== INSTRUCTIONS FOR THE TASK ==
In the records below, find the line containing "[locate] the blue bridge", then extract that line and all subsequent lines exactly, leaving out everything else.

Items from a data source:
---+---

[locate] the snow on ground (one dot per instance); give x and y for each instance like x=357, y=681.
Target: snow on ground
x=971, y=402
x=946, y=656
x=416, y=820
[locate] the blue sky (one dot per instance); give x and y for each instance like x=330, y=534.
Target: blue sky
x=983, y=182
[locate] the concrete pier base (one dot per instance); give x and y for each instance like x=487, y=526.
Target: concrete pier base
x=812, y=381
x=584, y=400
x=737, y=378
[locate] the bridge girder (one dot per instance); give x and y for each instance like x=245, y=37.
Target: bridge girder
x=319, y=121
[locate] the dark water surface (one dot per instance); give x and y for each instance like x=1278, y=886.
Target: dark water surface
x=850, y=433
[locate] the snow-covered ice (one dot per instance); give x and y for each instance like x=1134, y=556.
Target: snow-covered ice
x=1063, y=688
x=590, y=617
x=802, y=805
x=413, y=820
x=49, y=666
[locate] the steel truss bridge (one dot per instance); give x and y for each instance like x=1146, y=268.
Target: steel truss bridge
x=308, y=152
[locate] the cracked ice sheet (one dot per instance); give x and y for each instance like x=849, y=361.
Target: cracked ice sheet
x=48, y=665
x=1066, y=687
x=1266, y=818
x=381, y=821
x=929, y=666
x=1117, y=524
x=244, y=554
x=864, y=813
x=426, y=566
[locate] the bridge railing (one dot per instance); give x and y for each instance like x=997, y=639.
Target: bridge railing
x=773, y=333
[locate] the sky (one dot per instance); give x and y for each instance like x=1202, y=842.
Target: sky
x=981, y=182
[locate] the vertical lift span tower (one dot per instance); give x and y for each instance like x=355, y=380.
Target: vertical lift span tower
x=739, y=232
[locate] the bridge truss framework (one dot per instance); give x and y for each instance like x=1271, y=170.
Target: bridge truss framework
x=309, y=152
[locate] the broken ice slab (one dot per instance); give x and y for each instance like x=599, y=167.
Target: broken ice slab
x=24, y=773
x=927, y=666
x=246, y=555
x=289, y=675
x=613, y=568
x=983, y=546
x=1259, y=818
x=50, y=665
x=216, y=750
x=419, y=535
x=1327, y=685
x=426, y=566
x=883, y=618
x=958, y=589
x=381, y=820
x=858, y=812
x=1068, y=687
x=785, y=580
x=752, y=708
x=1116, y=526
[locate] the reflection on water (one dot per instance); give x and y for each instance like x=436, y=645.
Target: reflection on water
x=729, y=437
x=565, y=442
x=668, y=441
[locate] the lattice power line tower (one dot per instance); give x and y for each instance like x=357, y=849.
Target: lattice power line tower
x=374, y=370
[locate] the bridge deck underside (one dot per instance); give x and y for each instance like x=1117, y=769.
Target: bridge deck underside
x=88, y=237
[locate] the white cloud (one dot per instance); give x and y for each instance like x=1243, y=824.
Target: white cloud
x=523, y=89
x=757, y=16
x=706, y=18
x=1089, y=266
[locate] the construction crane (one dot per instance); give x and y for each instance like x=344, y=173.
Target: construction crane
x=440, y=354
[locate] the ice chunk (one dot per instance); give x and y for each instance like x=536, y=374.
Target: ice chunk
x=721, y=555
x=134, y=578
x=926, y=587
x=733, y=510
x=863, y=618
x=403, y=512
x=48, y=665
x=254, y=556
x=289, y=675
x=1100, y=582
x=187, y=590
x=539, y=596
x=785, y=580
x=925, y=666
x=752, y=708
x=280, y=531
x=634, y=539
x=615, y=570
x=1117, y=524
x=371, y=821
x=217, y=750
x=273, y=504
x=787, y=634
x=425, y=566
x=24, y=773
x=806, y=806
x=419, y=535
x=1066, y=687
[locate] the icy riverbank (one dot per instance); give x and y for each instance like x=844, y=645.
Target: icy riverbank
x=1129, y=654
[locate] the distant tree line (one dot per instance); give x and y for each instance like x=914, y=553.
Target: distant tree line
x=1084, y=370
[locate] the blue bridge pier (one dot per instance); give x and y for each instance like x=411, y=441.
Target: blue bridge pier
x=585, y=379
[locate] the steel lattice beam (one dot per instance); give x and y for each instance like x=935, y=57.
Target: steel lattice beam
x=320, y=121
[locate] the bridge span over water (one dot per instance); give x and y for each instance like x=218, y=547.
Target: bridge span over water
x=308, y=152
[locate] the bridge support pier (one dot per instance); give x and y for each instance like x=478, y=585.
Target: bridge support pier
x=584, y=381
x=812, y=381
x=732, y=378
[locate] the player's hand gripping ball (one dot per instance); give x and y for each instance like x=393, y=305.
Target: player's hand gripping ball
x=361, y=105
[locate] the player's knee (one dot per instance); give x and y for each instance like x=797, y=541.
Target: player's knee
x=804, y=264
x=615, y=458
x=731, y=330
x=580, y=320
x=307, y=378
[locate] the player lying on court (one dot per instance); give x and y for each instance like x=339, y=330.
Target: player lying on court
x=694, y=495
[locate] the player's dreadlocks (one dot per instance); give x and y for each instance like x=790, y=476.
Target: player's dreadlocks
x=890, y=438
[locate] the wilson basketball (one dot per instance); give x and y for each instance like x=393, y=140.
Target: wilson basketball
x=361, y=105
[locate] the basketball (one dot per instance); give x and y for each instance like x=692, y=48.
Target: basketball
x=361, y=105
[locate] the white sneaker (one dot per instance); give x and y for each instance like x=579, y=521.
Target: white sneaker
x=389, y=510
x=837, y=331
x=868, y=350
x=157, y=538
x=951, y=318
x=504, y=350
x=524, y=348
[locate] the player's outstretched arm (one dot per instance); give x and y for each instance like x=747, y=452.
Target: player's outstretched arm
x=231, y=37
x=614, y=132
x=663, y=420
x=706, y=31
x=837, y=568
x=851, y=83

---+---

== WRITTEN RESPONSE ==
[locate] the blue bridge pier (one dot per instance); give x and y for each instance like x=411, y=441.
Target: blue bridge pier
x=585, y=379
[locate] the steel lattice beam (one dot per instance); give x and y for each instance like x=935, y=57.
Target: steel lattice beam
x=320, y=121
[locate] the bridge span over water (one dot per instance); give x and y for each instance like x=218, y=547.
Target: bridge span over water
x=308, y=152
[locate] the bridge support pier (one dot per instance); give x and y for each instance like x=478, y=585.
Target: bridge support pier
x=584, y=381
x=812, y=381
x=732, y=378
[locate] the player's hand gripping ball (one dot per instance); give x and y for each instance like x=393, y=305.
Target: player's hand gripping ball
x=361, y=105
[locate] the player's knee (one dot per instance); give x and y for each instance like x=797, y=541.
Target: player's knee
x=804, y=264
x=615, y=458
x=731, y=330
x=580, y=320
x=307, y=378
[locate] the player lying on court (one dot per instance); give x and y for each instance like x=339, y=330.
Target: player lying on court
x=694, y=495
[locate] the player's dreadlocks (one dot per instance); give x and y for each instance like x=790, y=476.
Target: player's dreadlocks
x=890, y=438
[locate] the wilson basketball (one dot per instance); give x and y for each instance like x=393, y=140.
Target: wilson basketball
x=361, y=105
[locate] the basketball (one dot per instance); give x and y for each instance like x=692, y=48.
Target: basketball
x=361, y=105
[locate] the white sneaker (one dot per instance); give x and y for each instance like x=579, y=521.
Target: white sneaker
x=389, y=510
x=837, y=331
x=868, y=350
x=157, y=538
x=951, y=318
x=504, y=350
x=524, y=348
[locate] the player's outstretched arm (one dot per instance); give x and y for each instance like x=747, y=452.
Target: player's outstretched arm
x=231, y=37
x=614, y=132
x=663, y=420
x=706, y=31
x=837, y=568
x=851, y=83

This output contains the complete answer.